> **EXERCISE BRIEF**:
Reproduce verbatim everything from the start of the items down to and including the line that contains "<point>357,266</point>".
[start of SUPPLIED DATA]
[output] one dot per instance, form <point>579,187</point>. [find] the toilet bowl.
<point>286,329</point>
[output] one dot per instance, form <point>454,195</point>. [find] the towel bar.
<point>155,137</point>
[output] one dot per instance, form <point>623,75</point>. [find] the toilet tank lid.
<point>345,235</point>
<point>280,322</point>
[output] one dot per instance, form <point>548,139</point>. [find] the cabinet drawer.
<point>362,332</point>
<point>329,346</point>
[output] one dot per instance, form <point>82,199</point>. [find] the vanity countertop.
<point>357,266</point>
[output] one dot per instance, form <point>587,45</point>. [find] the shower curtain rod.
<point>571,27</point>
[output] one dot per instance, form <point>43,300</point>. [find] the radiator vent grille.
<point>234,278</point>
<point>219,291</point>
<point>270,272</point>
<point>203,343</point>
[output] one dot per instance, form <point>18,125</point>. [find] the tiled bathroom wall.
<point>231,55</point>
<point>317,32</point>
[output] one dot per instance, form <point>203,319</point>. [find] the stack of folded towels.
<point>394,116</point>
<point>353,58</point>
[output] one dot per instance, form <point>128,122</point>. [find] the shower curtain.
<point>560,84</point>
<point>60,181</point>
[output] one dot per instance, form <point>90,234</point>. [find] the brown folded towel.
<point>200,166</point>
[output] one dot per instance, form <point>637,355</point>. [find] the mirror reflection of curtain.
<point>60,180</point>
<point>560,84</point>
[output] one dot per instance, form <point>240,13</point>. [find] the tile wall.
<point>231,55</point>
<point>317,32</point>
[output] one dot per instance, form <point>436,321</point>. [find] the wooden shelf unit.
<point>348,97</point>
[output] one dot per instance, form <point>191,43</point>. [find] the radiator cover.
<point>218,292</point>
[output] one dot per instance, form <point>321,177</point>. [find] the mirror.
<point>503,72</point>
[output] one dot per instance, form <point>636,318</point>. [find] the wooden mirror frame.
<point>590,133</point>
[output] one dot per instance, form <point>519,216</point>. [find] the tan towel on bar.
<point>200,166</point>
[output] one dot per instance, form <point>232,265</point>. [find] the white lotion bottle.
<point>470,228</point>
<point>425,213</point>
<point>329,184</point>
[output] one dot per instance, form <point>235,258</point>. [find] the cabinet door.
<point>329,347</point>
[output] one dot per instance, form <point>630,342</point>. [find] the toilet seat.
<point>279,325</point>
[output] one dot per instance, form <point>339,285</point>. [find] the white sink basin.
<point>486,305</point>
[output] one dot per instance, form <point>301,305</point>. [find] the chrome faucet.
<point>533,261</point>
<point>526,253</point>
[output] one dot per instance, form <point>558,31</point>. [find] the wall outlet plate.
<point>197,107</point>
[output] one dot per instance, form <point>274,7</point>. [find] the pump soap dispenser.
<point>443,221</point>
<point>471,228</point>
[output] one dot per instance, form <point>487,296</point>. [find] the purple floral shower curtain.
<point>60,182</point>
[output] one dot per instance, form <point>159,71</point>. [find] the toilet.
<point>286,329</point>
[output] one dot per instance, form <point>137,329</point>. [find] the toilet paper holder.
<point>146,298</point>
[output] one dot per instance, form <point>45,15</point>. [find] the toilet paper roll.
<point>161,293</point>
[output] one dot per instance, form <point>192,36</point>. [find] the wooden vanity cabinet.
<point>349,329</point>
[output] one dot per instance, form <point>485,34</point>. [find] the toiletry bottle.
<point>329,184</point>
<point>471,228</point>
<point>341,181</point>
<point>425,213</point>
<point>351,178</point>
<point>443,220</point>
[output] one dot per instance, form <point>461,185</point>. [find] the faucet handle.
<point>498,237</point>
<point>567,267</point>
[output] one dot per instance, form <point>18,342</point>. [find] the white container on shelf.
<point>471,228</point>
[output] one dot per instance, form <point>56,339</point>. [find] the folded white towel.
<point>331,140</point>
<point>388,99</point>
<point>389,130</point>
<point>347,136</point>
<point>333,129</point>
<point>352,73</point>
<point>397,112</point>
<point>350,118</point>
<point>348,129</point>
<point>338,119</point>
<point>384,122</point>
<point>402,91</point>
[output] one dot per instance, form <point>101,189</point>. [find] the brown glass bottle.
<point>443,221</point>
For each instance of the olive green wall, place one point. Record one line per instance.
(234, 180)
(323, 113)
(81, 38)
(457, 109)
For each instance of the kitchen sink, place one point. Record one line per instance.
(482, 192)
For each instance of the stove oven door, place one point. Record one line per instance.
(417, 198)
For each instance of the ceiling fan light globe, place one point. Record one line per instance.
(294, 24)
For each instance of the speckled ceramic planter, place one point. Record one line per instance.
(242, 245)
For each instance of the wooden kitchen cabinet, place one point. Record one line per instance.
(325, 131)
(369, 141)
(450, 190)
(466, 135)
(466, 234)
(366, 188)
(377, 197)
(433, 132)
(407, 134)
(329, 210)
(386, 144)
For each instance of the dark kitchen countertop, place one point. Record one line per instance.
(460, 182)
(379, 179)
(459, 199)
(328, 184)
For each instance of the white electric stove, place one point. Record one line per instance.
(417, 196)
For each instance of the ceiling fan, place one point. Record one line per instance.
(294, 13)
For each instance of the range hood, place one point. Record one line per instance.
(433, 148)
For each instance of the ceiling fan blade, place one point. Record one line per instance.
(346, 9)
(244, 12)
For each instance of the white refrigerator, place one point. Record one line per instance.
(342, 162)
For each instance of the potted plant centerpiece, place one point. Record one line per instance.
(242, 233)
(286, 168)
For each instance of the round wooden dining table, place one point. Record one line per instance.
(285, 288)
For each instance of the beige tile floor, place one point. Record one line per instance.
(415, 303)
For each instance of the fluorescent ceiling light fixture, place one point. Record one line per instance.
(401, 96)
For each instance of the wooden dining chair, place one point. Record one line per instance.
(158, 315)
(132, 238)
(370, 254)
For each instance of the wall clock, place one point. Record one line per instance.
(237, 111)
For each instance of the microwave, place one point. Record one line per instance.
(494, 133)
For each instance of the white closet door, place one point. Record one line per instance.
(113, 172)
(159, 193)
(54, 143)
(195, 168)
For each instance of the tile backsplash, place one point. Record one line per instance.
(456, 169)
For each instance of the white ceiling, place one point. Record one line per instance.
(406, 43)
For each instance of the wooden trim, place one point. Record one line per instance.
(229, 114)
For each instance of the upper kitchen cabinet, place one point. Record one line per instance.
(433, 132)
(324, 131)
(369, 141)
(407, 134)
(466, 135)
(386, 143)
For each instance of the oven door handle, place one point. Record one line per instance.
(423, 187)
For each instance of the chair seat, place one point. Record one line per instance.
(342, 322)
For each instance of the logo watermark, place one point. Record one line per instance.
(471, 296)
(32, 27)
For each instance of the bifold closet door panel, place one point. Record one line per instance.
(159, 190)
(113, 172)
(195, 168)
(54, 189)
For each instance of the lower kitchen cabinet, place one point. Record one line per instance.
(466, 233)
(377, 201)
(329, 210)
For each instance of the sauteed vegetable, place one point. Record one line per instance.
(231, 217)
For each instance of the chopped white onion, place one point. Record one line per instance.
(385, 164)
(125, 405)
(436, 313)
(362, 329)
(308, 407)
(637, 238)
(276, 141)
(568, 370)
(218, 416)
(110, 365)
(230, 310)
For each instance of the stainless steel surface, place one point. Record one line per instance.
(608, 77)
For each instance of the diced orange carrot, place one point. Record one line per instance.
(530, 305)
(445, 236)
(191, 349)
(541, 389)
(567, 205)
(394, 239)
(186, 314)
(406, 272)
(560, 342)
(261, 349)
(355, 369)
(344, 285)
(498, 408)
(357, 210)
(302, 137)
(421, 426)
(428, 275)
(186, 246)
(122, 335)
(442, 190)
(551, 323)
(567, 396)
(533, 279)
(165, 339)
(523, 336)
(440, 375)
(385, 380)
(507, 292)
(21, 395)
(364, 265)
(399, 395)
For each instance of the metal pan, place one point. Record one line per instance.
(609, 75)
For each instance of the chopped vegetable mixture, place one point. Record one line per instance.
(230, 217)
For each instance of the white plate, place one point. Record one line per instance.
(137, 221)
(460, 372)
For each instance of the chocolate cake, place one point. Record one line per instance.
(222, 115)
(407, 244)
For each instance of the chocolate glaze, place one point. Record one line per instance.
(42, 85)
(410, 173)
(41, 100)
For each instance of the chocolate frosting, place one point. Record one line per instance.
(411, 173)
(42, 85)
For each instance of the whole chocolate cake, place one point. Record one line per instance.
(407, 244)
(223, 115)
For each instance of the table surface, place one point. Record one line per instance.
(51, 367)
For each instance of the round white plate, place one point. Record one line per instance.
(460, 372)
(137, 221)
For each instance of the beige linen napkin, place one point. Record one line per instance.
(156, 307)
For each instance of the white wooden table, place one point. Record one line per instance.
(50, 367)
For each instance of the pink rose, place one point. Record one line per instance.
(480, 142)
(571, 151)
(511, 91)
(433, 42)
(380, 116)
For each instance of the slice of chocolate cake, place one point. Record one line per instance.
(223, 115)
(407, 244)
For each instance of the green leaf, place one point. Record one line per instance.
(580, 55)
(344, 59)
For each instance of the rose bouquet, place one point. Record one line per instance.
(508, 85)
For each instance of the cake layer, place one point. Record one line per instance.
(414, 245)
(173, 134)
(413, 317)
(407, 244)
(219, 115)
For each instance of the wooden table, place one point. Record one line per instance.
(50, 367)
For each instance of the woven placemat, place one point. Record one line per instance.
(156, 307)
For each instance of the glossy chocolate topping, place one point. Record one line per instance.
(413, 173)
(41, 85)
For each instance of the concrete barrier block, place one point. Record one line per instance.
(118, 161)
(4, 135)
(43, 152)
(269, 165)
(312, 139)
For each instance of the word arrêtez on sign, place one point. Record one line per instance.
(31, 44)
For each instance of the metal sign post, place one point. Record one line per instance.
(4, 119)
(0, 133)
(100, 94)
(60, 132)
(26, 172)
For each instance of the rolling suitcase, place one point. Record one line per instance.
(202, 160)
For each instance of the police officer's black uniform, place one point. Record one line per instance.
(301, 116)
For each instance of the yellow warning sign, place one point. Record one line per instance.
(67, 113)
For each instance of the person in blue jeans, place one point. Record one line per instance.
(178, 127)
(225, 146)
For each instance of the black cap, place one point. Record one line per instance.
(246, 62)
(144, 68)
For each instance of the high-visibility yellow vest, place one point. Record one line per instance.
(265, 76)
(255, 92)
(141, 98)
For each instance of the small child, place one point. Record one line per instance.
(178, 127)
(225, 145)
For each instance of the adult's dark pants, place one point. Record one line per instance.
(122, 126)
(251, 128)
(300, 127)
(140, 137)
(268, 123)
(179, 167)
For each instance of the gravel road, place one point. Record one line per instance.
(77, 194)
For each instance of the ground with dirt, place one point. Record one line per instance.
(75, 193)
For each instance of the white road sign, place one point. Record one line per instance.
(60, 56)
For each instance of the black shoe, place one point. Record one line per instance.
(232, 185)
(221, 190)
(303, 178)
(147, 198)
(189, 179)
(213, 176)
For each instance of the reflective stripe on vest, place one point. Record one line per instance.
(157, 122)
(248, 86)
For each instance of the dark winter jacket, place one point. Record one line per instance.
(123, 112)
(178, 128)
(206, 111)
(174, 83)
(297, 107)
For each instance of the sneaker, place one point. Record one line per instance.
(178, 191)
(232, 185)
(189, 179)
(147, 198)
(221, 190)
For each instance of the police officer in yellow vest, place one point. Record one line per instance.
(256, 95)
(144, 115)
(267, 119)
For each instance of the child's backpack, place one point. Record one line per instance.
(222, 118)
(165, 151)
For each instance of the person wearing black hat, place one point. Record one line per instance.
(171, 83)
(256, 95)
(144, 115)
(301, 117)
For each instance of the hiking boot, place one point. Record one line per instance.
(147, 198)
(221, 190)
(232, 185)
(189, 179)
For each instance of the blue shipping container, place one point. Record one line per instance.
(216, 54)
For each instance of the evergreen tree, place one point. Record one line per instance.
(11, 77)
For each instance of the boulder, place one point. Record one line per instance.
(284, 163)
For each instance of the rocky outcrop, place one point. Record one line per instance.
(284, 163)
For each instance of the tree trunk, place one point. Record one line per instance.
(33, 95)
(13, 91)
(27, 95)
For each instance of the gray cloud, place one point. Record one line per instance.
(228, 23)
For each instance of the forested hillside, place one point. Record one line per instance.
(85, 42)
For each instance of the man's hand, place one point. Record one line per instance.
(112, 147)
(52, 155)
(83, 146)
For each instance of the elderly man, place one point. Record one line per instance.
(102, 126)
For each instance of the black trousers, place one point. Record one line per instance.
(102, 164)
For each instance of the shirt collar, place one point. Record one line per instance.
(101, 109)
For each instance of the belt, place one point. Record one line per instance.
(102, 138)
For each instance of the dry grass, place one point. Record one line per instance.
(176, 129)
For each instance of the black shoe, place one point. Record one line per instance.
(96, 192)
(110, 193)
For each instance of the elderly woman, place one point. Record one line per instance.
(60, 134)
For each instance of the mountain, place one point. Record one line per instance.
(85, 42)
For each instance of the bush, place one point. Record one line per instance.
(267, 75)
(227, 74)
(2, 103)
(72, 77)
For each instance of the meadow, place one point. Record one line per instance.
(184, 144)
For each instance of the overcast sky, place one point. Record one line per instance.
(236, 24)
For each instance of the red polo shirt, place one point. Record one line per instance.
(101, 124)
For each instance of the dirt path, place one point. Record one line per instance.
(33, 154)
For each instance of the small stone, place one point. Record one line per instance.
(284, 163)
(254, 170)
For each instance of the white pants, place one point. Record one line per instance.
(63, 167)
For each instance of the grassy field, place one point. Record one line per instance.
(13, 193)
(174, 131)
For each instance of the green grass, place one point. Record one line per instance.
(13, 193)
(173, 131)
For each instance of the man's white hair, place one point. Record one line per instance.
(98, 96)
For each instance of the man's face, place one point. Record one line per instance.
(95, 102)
[end of SUPPLIED DATA]
> **RESPONSE TO THE EXERCISE**:
[output] one dot per instance, form <point>579,187</point>. [find] the toilet bowl.
<point>286,329</point>
[output] one dot per instance, form <point>454,195</point>. [find] the towel bar.
<point>155,137</point>
[output] one dot per instance, form <point>623,75</point>. [find] the toilet tank lid.
<point>345,235</point>
<point>280,322</point>
[output] one dot per instance, form <point>548,139</point>. [find] the cabinet drawer.
<point>362,332</point>
<point>329,346</point>
[output] one dot per instance, form <point>82,199</point>. [find] the vanity countertop.
<point>357,266</point>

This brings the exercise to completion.